:: ENTRIES PROVIDED ::

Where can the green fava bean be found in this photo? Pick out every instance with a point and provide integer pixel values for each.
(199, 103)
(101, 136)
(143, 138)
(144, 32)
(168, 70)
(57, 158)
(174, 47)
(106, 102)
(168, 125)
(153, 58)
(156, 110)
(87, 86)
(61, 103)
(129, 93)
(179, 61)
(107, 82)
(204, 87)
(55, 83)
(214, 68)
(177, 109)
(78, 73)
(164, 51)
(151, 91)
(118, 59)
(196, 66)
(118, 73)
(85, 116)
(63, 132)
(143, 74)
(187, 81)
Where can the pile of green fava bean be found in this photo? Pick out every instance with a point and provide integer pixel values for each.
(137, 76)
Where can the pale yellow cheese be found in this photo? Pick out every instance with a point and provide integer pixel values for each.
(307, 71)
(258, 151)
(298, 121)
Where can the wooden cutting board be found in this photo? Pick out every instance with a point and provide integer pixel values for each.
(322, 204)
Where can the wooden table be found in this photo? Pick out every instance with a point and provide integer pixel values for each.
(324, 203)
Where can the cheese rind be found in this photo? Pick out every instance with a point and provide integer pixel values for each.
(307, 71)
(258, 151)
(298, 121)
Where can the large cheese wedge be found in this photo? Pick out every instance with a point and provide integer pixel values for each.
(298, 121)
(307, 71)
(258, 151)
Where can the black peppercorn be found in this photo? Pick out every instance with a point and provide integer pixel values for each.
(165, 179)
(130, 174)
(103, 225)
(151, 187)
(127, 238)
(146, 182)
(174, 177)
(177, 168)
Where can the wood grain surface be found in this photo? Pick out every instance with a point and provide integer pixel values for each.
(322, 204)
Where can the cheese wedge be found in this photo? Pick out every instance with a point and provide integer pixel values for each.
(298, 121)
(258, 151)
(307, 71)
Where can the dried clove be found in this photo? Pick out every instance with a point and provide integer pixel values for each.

:::

* [GOAL]: Recite the full listing above exactly.

* [RIGHT ANSWER]:
Where can the green fava bean be found in this photo? Pick out every instance with a point and provide integer pixel values for each.
(199, 103)
(101, 136)
(143, 138)
(144, 32)
(168, 70)
(57, 158)
(174, 47)
(106, 102)
(168, 125)
(153, 58)
(156, 110)
(87, 86)
(61, 103)
(129, 93)
(179, 61)
(107, 82)
(204, 87)
(55, 83)
(214, 68)
(177, 109)
(78, 73)
(164, 51)
(151, 91)
(118, 59)
(196, 66)
(118, 73)
(85, 116)
(63, 132)
(143, 74)
(187, 81)
Where can the pile of green fava bean be found in this photo? Pick out every instance with a point and provide integer pixel values for each.
(137, 76)
Where can the pale yellow cheese be found in this photo? Pick out every instance with a point and provide integer pixel values for each.
(307, 71)
(258, 151)
(298, 121)
Where can the wooden cutting board be found in this photo? Pick out every instance with a point and provide integer pixel values for each.
(322, 204)
Where can the wooden table be found in this photo? Pick out every instance with a point and provide integer pixel values for each.
(324, 203)
Where can the cheese rind be found in this photo? Pick out every instance with a point and provide integer pixel values for each.
(307, 71)
(258, 151)
(298, 121)
Where can the large cheese wedge be found in this photo? Pick out every instance with a point and provide integer pixel values for each.
(298, 121)
(307, 71)
(258, 151)
Where can the black peppercorn be found in this photo? Pick out every instance with a point and provide integer pixel values for each.
(165, 179)
(130, 174)
(103, 225)
(151, 187)
(127, 238)
(146, 182)
(174, 177)
(177, 168)
Where can the wood grain surface be found in this photo? Pick out every instance with a point and provide integer pixel values for each.
(322, 204)
Where can the cheese wedge be found in this photo? Pick out every instance with a point and provide integer pixel values for each.
(298, 121)
(258, 151)
(307, 71)
Where can the dried clove be found in this photo? Pick out every instance with a point and provide integer pixel values for each.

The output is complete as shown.